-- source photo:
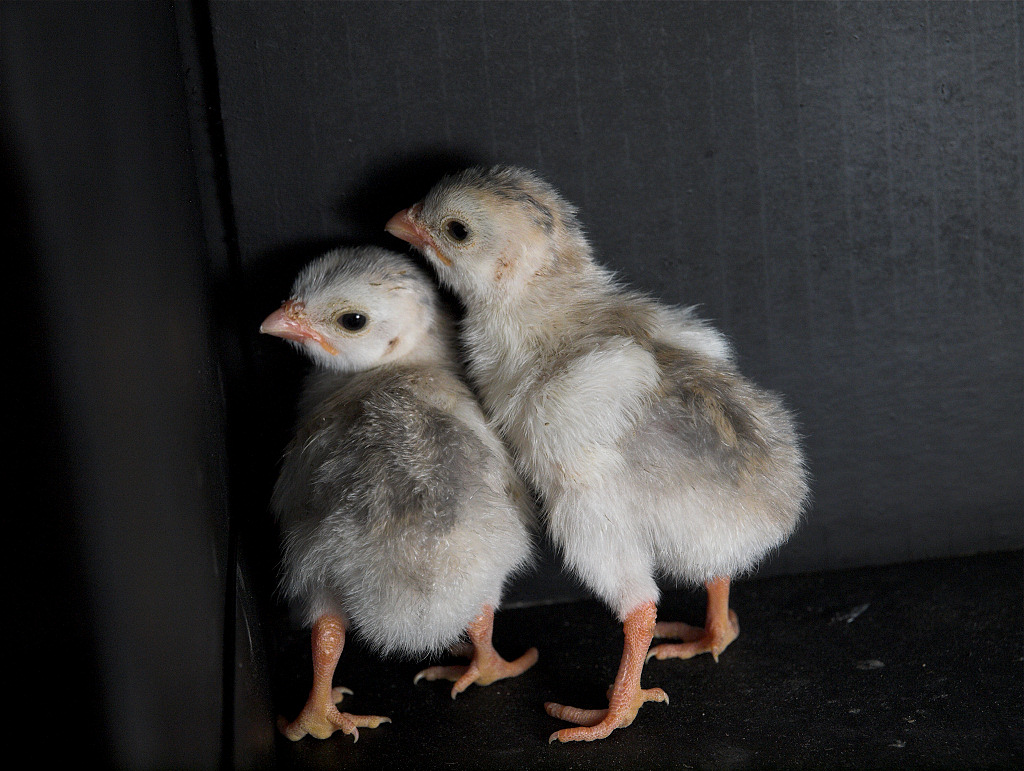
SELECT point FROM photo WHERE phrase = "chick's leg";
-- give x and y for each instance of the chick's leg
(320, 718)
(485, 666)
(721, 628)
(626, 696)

> **Task to complete**
All that should be returned is the run of lines from the one with "SELECT point FROM" to the last line of the material above, copied exactly.

> **Exercise solution**
SELECT point FROM photo WHERE phrase = "chick's leg";
-- give x and y for each instance of the chick's leg
(320, 718)
(485, 666)
(721, 628)
(626, 696)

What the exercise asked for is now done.